Point labeling dataset excerpts
----
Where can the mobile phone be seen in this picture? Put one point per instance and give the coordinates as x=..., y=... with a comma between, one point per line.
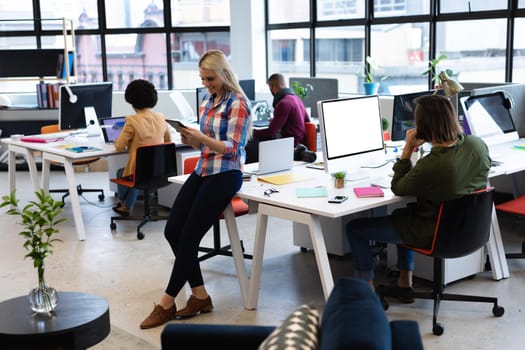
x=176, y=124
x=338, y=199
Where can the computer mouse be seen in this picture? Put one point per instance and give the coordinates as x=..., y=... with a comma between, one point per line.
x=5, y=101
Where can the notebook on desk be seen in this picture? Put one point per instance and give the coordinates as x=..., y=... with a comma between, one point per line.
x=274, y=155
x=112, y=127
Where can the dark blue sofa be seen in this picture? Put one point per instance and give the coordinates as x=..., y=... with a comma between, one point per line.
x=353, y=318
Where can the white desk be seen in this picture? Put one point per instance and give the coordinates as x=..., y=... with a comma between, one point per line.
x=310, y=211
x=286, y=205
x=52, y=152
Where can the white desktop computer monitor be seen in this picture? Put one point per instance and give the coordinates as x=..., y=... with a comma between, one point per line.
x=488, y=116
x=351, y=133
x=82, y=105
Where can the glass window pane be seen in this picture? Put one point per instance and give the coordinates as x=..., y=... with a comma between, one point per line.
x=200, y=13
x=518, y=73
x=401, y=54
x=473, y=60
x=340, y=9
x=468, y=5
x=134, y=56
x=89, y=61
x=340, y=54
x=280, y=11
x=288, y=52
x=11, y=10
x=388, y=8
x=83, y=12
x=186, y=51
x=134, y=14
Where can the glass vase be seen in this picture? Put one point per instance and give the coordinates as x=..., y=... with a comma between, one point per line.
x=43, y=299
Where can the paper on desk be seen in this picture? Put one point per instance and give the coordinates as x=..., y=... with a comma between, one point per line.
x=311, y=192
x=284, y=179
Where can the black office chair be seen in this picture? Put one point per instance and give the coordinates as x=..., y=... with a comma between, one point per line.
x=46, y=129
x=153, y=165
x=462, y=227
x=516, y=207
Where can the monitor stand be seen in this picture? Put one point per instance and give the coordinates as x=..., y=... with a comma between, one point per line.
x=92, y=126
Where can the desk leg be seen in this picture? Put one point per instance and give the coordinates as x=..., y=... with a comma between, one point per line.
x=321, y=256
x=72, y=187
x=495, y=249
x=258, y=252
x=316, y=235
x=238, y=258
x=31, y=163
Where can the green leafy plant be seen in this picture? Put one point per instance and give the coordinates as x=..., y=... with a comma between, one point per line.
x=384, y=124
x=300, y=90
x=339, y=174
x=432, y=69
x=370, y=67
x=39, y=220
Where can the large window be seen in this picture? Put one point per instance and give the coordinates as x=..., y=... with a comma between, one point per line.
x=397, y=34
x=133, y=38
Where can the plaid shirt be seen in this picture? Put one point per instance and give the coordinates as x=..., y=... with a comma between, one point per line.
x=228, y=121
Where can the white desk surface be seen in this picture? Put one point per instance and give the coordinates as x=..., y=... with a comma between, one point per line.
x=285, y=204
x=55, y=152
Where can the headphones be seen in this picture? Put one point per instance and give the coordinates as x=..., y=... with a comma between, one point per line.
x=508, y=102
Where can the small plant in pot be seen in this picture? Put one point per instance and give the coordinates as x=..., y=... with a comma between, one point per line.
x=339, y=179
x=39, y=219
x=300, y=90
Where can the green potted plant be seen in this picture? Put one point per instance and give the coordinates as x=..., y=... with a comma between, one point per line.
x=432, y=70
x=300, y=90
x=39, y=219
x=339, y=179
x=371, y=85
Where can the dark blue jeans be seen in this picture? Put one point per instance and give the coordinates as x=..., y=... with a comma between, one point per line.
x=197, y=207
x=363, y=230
----
:: Work instructions ::
Rewrite the items from the line with "Where can the glass window" to the line with "x=516, y=207", replacing "office chair" with "desk chair" and leaving everything else as it stands.

:: In response ::
Where can the glass window pane be seen in this picture? Put one point per instance and give the coordinates as x=..., y=... with a comma between, one point per line.
x=200, y=13
x=518, y=73
x=401, y=54
x=473, y=60
x=340, y=9
x=468, y=5
x=134, y=56
x=89, y=61
x=340, y=54
x=280, y=11
x=288, y=52
x=11, y=10
x=388, y=8
x=83, y=12
x=186, y=51
x=134, y=14
Where can the glass vase be seen in this picture? Put one point per instance and give the coordinates as x=..., y=... with a comma between, one point per line.
x=43, y=299
Where can the paper on desk be seen in this picture? Put one point per instance and give the coordinates as x=..., y=... with a comma between, one point per line.
x=311, y=192
x=284, y=179
Where can the black desk chair be seen in this picture? Put one point per instance and give the coordinates as x=..., y=... with a comma between, one point per line.
x=46, y=129
x=153, y=165
x=462, y=227
x=516, y=207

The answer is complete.